EXERCISE | Rewrite these lines as a Markdown table with columns n and Line, one row per line and no blank lines. Begin at the line that has "I'd really appreciate it if you could detect the hazy" and stop after the one that has "0 0 938 184".

>> begin DATA EXTRACT

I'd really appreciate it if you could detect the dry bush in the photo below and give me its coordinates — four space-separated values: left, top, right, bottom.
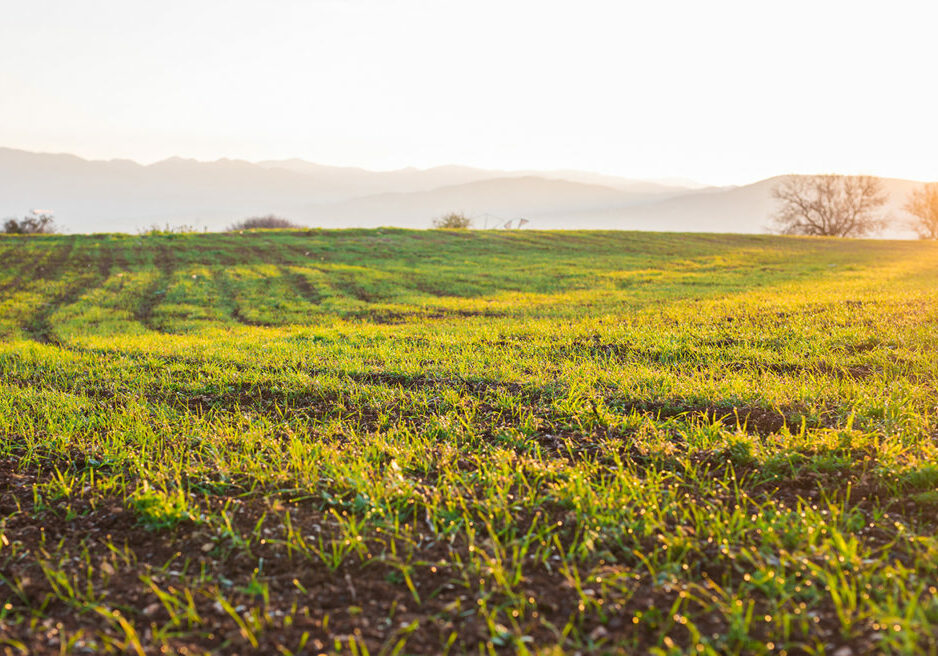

>> end DATA EXTRACT
>> begin DATA EXTRACT

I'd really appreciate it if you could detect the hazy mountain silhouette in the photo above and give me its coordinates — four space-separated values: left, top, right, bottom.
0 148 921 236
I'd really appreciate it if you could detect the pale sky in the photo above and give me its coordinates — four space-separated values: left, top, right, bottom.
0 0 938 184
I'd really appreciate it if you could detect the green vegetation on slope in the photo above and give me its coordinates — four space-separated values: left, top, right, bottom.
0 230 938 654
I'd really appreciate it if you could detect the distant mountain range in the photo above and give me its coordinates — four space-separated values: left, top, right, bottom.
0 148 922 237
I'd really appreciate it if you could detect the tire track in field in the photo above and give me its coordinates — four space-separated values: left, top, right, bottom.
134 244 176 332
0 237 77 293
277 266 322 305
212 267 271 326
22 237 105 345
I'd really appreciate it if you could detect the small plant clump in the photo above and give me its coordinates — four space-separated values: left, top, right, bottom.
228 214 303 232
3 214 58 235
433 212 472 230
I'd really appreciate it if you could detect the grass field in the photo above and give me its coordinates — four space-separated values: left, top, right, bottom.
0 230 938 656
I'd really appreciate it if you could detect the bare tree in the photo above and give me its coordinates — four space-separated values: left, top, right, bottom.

>> end DATA EXTRACT

ANSWER TO THIS TASK |
| n | Line |
|---|---|
| 1 | I'd really appreciate it if you could detect the hazy mountain silhouette in the photo above and give me its coordinates — four space-separated values: left, top, right, bottom. |
| 2 | 0 148 921 236 |
| 3 | I'd really appreciate it if you could detect the pale sky in the photo above and give me its coordinates — four space-separated values: left, top, right, bottom. |
| 4 | 0 0 938 184 |